▸ **WHAT TO WORK ON**
Nothing in the entries should change; repeat them exactly.

--- START ---

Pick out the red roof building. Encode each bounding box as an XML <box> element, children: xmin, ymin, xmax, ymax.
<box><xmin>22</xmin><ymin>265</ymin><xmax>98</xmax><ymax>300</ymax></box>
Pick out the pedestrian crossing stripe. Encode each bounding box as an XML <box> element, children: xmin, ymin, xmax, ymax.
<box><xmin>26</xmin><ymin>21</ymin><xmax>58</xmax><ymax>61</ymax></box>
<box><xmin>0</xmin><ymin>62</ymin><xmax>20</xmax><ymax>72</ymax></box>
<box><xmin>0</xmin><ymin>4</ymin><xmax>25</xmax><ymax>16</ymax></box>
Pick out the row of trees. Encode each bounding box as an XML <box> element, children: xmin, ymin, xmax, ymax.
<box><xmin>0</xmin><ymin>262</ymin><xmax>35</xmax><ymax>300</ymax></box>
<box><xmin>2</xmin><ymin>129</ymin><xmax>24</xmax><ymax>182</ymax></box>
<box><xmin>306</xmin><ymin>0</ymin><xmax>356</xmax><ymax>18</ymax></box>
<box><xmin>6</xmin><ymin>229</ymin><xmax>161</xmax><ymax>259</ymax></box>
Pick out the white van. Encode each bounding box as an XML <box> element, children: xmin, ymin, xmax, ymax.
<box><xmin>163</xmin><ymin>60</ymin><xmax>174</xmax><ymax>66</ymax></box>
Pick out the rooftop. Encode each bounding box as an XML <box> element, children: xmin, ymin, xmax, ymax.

--- END ---

▸ **SOLUTION FOR THIS PROBLEM**
Pick out the red roof building. Encode each bounding box as an XML <box> element, children: xmin, ymin, xmax, ymax.
<box><xmin>22</xmin><ymin>265</ymin><xmax>98</xmax><ymax>300</ymax></box>
Pick out the pedestrian crossing stripe. Encode each bounding box as an XML <box> element, children: xmin, ymin, xmax, ymax.
<box><xmin>26</xmin><ymin>21</ymin><xmax>58</xmax><ymax>61</ymax></box>
<box><xmin>0</xmin><ymin>62</ymin><xmax>20</xmax><ymax>72</ymax></box>
<box><xmin>0</xmin><ymin>4</ymin><xmax>25</xmax><ymax>16</ymax></box>
Pick out the row of trees. Encode each bounding box as an XML <box> element, children: xmin, ymin, xmax, ymax.
<box><xmin>0</xmin><ymin>262</ymin><xmax>35</xmax><ymax>300</ymax></box>
<box><xmin>2</xmin><ymin>129</ymin><xmax>24</xmax><ymax>182</ymax></box>
<box><xmin>306</xmin><ymin>0</ymin><xmax>356</xmax><ymax>18</ymax></box>
<box><xmin>6</xmin><ymin>229</ymin><xmax>161</xmax><ymax>259</ymax></box>
Pick out the white van. Encode each bounding box as an XML <box> element, children: xmin, ymin, xmax, ymax.
<box><xmin>163</xmin><ymin>60</ymin><xmax>174</xmax><ymax>66</ymax></box>
Pick out the rooftop. Encode each bounding box as an XML <box> element, children: xmin, ymin, xmax, ymax.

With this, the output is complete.